Exercise description
Turn the rows below into a numbered list, one row per item, and leave out any blank lines.

Records
"""

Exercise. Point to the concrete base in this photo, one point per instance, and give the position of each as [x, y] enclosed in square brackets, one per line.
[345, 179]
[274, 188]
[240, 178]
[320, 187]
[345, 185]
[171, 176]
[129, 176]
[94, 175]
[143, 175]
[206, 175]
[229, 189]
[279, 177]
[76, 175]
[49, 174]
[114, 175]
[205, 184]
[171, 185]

"""

Reply
1. Exercise. Point to the concrete base in this photo, one point per instance, and give the position of each as [x, y] enclosed in square brackets, one per line.
2. [345, 179]
3. [274, 188]
4. [240, 178]
5. [320, 187]
6. [345, 185]
7. [171, 176]
8. [129, 176]
9. [94, 175]
10. [143, 175]
11. [206, 175]
12. [229, 189]
13. [279, 177]
14. [76, 175]
15. [49, 174]
16. [114, 175]
17. [205, 184]
18. [171, 185]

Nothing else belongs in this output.